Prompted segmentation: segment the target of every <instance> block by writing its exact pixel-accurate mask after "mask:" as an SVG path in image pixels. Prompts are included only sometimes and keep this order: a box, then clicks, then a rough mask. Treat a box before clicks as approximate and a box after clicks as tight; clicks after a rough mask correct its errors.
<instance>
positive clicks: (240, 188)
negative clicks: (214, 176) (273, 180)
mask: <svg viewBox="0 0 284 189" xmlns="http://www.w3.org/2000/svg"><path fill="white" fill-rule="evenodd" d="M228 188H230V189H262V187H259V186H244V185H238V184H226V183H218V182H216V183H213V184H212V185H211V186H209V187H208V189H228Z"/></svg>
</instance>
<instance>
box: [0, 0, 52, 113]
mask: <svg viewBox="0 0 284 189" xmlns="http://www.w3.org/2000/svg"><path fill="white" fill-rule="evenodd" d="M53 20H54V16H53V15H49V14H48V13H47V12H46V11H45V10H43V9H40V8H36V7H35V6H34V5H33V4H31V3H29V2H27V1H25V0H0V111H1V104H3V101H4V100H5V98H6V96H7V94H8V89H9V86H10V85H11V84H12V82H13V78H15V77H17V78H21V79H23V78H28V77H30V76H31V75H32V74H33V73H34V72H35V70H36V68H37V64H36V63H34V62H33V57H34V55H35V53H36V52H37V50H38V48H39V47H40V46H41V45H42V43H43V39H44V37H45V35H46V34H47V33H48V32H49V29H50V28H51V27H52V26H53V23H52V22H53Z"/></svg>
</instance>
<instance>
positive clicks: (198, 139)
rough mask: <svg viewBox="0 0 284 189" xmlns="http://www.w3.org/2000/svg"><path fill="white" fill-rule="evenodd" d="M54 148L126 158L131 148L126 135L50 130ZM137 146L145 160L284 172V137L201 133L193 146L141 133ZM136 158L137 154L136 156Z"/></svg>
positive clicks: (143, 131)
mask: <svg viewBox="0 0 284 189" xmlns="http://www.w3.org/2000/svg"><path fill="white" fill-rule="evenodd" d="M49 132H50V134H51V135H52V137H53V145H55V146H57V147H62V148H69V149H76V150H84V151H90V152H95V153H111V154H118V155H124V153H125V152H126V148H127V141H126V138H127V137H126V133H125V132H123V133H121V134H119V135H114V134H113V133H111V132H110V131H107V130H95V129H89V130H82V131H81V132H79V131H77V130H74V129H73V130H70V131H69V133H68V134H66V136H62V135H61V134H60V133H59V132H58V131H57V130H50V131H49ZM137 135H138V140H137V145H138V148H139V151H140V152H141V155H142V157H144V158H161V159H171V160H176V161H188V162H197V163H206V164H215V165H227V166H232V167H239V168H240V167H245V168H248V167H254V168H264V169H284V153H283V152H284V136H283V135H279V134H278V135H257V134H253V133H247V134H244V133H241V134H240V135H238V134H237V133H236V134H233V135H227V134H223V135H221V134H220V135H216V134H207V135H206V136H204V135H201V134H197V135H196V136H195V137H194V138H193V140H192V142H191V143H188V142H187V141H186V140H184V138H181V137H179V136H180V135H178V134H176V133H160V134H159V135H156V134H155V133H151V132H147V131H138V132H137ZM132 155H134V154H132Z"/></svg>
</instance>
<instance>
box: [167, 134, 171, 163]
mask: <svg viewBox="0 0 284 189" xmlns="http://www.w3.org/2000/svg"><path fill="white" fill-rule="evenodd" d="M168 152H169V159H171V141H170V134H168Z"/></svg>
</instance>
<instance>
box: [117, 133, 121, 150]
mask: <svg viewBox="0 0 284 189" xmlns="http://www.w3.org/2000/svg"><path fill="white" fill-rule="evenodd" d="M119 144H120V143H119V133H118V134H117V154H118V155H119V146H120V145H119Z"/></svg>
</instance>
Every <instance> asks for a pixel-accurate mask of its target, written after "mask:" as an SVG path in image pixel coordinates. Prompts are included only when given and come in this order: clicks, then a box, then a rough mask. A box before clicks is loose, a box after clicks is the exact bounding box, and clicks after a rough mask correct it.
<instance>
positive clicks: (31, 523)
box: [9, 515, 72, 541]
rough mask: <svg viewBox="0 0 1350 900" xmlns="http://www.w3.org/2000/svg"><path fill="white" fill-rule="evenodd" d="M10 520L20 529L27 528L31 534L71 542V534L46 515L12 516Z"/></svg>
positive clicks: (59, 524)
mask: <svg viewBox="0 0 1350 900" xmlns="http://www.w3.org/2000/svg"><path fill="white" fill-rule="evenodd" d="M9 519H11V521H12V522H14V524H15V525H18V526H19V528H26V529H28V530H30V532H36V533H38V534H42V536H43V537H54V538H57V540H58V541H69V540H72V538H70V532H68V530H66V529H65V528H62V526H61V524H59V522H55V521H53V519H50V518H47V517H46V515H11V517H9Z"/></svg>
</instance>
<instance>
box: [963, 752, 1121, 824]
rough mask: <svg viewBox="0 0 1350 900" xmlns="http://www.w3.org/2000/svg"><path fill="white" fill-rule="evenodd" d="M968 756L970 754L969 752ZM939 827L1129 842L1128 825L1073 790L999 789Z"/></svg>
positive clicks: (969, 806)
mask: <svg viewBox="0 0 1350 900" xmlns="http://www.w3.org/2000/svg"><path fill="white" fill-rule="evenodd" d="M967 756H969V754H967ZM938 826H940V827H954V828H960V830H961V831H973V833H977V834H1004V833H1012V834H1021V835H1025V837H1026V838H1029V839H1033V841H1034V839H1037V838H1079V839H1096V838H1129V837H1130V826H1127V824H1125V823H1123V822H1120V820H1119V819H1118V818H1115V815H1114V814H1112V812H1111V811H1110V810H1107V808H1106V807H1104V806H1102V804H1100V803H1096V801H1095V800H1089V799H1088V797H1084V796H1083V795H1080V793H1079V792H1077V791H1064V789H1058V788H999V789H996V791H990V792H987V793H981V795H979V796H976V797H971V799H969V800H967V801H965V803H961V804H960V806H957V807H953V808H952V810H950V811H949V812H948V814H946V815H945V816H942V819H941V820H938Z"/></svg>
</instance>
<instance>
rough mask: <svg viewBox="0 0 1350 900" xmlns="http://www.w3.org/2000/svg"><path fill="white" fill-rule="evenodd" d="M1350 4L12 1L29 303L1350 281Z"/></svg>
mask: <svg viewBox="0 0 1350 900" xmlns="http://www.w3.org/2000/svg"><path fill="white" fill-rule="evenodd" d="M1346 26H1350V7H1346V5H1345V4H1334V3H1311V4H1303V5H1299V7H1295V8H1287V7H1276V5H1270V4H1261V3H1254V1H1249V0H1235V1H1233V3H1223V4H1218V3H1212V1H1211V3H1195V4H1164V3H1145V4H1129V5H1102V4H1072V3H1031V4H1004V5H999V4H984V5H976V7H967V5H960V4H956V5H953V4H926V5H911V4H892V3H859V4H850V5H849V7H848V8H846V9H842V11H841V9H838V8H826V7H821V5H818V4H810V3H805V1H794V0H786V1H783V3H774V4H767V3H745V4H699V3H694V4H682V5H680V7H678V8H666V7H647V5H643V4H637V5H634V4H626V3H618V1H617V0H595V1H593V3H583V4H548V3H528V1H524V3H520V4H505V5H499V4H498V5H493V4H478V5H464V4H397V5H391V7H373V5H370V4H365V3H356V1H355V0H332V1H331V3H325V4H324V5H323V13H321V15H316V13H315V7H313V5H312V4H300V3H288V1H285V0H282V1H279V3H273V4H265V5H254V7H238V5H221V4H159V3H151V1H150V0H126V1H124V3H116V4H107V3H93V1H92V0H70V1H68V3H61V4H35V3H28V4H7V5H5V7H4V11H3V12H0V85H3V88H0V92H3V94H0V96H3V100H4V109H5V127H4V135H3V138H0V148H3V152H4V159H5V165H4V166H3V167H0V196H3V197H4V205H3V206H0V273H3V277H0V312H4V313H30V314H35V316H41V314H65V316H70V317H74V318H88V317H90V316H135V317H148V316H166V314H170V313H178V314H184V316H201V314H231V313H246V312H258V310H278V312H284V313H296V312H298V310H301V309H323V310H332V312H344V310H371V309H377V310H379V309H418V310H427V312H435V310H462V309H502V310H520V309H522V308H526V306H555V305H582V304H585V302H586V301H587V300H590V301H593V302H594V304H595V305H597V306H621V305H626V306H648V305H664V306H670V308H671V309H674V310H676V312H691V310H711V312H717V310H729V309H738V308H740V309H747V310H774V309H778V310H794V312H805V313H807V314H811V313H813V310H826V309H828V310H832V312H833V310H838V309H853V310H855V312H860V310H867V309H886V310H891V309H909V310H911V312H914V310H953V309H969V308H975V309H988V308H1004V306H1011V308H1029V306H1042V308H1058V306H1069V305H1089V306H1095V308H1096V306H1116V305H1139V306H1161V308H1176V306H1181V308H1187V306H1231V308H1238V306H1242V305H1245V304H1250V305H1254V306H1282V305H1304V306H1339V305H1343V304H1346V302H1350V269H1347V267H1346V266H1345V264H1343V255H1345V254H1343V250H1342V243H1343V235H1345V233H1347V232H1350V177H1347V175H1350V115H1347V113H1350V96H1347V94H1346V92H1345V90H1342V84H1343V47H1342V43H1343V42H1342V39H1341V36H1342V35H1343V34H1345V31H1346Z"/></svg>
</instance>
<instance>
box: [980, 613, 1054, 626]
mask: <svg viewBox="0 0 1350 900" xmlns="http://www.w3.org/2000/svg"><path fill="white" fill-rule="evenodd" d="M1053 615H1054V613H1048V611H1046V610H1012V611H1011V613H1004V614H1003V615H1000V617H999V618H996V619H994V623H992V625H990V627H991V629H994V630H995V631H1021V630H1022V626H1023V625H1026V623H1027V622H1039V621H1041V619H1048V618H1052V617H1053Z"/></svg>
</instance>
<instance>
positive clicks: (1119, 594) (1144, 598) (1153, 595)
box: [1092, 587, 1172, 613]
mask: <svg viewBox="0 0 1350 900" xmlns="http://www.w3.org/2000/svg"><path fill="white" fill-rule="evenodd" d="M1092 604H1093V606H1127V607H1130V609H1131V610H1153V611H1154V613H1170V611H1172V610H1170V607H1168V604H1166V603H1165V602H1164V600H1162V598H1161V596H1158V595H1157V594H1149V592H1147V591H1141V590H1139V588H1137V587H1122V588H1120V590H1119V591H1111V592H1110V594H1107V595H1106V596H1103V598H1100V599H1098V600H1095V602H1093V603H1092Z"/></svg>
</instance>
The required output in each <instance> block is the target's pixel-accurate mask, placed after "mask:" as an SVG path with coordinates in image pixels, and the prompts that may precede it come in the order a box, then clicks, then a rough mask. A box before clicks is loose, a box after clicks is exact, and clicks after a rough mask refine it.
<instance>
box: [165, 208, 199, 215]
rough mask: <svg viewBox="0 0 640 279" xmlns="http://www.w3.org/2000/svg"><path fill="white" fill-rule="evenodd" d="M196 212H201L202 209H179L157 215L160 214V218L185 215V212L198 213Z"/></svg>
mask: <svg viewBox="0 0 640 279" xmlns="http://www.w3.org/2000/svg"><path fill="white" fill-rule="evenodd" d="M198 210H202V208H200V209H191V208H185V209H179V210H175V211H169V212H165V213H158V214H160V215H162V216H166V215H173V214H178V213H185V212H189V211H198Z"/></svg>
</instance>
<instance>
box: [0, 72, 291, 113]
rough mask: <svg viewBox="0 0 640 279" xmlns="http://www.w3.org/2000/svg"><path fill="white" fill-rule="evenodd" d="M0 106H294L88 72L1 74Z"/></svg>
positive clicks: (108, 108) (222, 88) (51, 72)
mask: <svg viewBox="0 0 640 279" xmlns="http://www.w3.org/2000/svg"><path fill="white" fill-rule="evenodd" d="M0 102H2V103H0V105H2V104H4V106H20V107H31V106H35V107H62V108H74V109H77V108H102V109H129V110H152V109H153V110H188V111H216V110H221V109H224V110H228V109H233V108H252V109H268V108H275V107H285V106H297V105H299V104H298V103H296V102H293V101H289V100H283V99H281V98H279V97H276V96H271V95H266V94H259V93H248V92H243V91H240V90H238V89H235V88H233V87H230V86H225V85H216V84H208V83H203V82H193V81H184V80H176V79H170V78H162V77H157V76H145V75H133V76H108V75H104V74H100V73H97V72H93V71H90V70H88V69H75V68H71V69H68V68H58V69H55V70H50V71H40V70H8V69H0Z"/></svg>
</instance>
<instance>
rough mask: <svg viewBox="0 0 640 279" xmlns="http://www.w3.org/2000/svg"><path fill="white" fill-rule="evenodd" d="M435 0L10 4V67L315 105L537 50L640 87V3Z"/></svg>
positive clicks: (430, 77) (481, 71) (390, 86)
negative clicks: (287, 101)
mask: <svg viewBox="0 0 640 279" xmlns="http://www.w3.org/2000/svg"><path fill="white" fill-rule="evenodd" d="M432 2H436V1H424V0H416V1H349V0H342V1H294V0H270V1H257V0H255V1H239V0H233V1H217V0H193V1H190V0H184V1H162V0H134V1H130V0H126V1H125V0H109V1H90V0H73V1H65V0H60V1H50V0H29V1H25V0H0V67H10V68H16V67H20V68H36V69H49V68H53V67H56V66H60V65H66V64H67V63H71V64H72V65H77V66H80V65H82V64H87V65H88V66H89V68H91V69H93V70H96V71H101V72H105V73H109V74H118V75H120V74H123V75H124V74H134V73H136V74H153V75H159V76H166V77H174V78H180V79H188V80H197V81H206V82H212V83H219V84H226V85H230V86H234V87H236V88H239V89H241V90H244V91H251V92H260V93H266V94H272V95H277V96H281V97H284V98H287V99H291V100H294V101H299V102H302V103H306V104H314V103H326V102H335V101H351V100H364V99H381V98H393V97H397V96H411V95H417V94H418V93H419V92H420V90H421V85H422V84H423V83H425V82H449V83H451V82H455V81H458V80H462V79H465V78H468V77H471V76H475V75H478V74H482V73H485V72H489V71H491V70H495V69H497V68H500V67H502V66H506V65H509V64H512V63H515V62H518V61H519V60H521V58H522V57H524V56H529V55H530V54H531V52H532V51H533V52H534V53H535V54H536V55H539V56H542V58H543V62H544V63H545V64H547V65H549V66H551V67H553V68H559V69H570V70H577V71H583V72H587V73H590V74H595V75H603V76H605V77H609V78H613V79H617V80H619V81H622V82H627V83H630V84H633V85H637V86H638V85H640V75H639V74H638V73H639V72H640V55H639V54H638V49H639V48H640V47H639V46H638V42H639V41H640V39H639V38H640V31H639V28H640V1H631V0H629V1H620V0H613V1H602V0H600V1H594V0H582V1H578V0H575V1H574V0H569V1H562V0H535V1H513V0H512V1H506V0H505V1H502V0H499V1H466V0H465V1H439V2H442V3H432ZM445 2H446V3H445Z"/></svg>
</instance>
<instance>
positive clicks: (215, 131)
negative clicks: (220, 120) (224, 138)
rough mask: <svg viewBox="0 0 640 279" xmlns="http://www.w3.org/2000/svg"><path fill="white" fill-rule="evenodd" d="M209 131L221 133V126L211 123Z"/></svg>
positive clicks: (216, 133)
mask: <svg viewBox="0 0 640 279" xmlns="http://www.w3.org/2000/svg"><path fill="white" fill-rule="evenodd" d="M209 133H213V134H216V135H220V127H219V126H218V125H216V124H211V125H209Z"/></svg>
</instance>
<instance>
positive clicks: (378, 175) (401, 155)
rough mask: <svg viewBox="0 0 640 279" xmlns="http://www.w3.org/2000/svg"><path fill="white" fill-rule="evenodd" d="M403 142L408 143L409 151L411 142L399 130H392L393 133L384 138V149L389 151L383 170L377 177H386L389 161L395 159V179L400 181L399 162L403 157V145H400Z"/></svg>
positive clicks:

◇ ◇ ◇ ◇ ◇

§ Required action: Pull out every line of the entries above that contains the word "exact" and copy each one in full. Case counts, so uppercase and lowercase letters must match.

§ Response box:
Prompted segmentation: segment the target of every <instance> block by writing its exact pixel-accurate mask after "mask:" as an SVG path in image pixels. Prompts are included only sometimes and keep this order: a box, then clicks, then a rough mask. Treat a box before clicks as approximate and a box after clicks as tight; clicks after a rough mask correct its errors.
Every <instance> asks for a pixel-accurate mask of its target, written after "mask:" as an SVG path in image pixel coordinates. Prompts are included only when given and come in this order: clicks, then a box, then a rough mask. A box before clicks is loose, a box after clicks is the exact bounding box, and clicks after a rough mask correct it.
The required output in each <instance> block is the target's pixel-accurate mask, placed after "mask:" as an SVG path with coordinates in image pixels, and the prompts that may precede it come in the order a box, then clicks, then a rough mask. A box before clicks is loose, a box after clicks is exact, and clicks after a rough mask refine it.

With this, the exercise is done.